# Given problem 1
Turn every line of the listing below into a numbered list, omitting blank lines and leaving out the picture.

Here she creates Tess Carlisle as a woman who once had the world as her stage, and now operates out of an upstairs bedroom in a comfortable farmhouse in Ohio. She is not elderly, or weak, or unintelligent, but she is lonely: During the film we see no friends, and her only relationships seem to be with her Service Service guards, her cooks, her secretary, her chauffeur and other employees.

Accustomed to having power on a vast scale, she now micromanages every detail of her shrunken realm. When Doug plucks the rose on her breakfast tray to wear in his lapel, she notices it immediately, and demands her rose back.

Worse, she complains about the rose thievery in a telephone call to the current president, who sounds a lot like Bill Clinton and provides many of the movie’s best moments in his anguished return calls to Agent Chesnic (“Goddamnit, Doug, I’m supposed to be handling the problems of the free world here, and I’m dealing with a Secret Serviceman who’s stealing flowers from a little old lady.”) When Tess learns that Doug has requested reassignment after his three years with her, she takes care of that with a call to the president, too, and Doug is back on the farm in Ohio.

What adds an interesting texture to “Guarding Tess” is the matter-of-fact detail with which the director and co-writer, Hugh Wilson, regards the daily routine inside the Carlisle home. There is an easy camaraderie between Chesnic and the household staff members, including her chauffeur, Earl (Austin Pendleton), her male nurse (Richard Griffiths) and her neurotic, barely functioning secretary (Susan Blommaert). As Special Agent in Charge, as he particularly insists he is, Chesnic enforces all rules and regulations, and that leads to showdowns with Tess – when she wants to sit on the wrong side of the back seat of her car, for example, in violation of security procedures.

# Exercise input
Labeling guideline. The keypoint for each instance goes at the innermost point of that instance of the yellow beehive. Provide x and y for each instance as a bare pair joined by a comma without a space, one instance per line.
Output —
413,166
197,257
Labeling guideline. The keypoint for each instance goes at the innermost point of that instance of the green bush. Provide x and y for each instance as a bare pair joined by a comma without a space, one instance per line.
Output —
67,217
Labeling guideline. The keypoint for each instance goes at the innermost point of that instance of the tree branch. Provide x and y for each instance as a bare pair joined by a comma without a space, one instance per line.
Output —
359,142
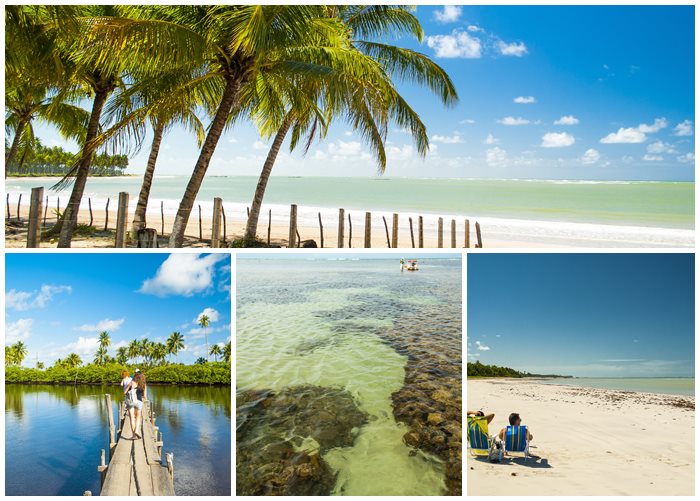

# Given problem 2
Carry on the review of "Guarding Tess" above, starting after its final sentence.

# Task answer 1
1. Labeling guideline. The keypoint for each instance goes at the innermost point of that instance of the yellow beehive. Provide x and y for each instance as a bare pair joined by a comma without a space, one instance per line.
2. Output —
3. 413,166
4. 197,257
5. Labeling guideline. The keypoint for each instance goes at the innermost point of that instance of the green bush. Provide x and y for each instance as a bare pair joined by a comma without a space, one instance per line.
6. Output —
7. 67,217
8. Labeling guideline. The keypoint for each instance goes at the innermost point of that instance of the tree branch. Provide x and y for each instance as a bare pair joined by a comma without a space, one instance per line.
9. Output —
10. 359,142

# Task answer 2
As the story unfolds we begin to sense a deep current of feeling between Tess and Agent Chesnic. It isn’t love, God forbid, but a certain respect for a tough opponent, and even some grudging affection. The movie seems to be headed in a direction not unlike “Driving Miss Daisy,” until it takes an unanticipated turn which I had better not reveal here, except to say that the melodrama, when it comes, is handled well enough that it doesn’t break the earlier mood of the movie but only underlines it.

MacLaine and Cage are really very good here. MacLaine is playing a woman probably intended to be 10 or 15 years older than her, and she does it without affecting any of the mannerisms of “age” that often make such performances feel false. She is alert, she is smart, she knows what’s going on, she keeps her secrets, and if she has been reduced to playing mind games with her bodyguard, at least she plays them cleverly. Cage, who can cheerfully go over the top (see “Wild at Heart” and “Honeymoon in Vegas“) is restrained here, yet very likable. We feel for this man who has no life of his own – except to guard a woman who has no life of her own.

Roger Ebert

Roger Ebert was the film critic of the Chicago Sun-Times from 1967 until his death in 2013. In 1975, he won the Pulitzer Prize for distinguished criticism.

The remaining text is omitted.